Carry on the text about Gregg's career in polling and politics, starting after its last sentence.

(Text excerpt begins)

It was during his doctoral studies that Gregg learned he and his wife were expecting their first child. The family needed money. “The truth was that I was functionally destitute at the time so I had to take on more work.” He was offered a part-time job doing political research. “That’s how I got sucked into the vortex of Parliament Hill.”
Gregg spent several years in the 1970s learning the craft of polling, including a long stint in California studying with renowned Republican pollster Richard Wirthlin. He returned to Canada in the late 1970s, soon making a name for himself as national campaign secretary for the Progressive Conservatives during Joe Clark’s minority election win in 1979. Though the victory was short-lived, Gregg founded Decima Research, a highly-placed polling and public relations firm that would play a critical role in Brian Mulroney’s landslide win in the 1984 federal election.
That resolute victory firmly established Gregg as a political heavy hitter who had the benefit of having the ear of the new prime minister. This winning streak would sustain him in his new role for nearly a decade, with Gregg becoming a recognizable figure in political circles thanks to his eye-catching appearance—circa 1986, Gregg could be spotted sporting a long rat-tail haircut, gold earring, floor-length leather coats and trademark red shoes.
Eye-catching and successful, Gregg’s streak came to an end in the 1993 federal election. Sagging in the polls and with a new, untried leader at the helm, the Progressive Conservative party lost all but two of their 151 seats in Parliament—the most lopsided federal election loss in Canadian history.
As the party’s top strategist, Gregg was roundly blamed for the humiliating defeat. The Globe and Mail ran a story the day after with the headline: “He’s toast.” Throughout all of this, Gregg was also suffering a personal battle: during this period both his father and his best friend died, and his wife was diagnosed with cancer (she died in 1995).
“My father used to say: ‘There are two things they can never take away from you,” Gregg recalls. “‘They can never take away the people who love you and they can never take away what you know’.”
Fate, however, took nearly everything else.
After the 1993 election, Gregg removed himself completely from public life. He sold his shares in Decima Research, and made no television appearances, attended no business meetings and gave no speeches for seven years. In 1995, he co-founded The Strategic Counsel and quietly went about building a new career for himself.

(Text excerpt ends)
(Data shown begins)

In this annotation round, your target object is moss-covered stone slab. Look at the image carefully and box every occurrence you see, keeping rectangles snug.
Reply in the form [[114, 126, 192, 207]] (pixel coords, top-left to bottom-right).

(Data shown ends)

> [Result of the task]:
“I completely changed my life,” he says. “I discovered during that period that my father had been right; if you rely on the people who love you and you continue to learn things, you will be okay.”
He drastically cut back on his eclecticism—focussing more strongly than ever on polling and political commentary—and adopted a more conservative style of dress. In 2000, he raised $15 million to establish The Song Corp., the largest independent music company in Canadian history—only to have the company go bankrupt in 2001. Commenting on the high-profile bankruptcy, one Canadian music executive summed the affair up as “The power of ego transcend[ing] the power of intellect.”
The turning point for Gregg came in 2000, when he called up his friend Peter Mansbridge with a proposal for a regular political spot in the then-impending federal election. The segment, “Behind the Ballot”, aired on The National every night during the election campaign. The popular spot thrust Gregg back onto common ground. He threw himself fully into the research business, taking on chairmanship of The Strategic Counsel and expanding his expertise into political commentary. He decided there was nothing shameful—or boring—about concentrating on and being good at just a few things.
“You have to work hard, first and foremost, which I’ve always done. I give about 25 speeches a year and I never, ever just throw my head back and wax oratorical about polling or politics.” Gregg says. “I always prepare. You have to put in the work. It sounds boring and drudgerous, but that’s how you succeed.”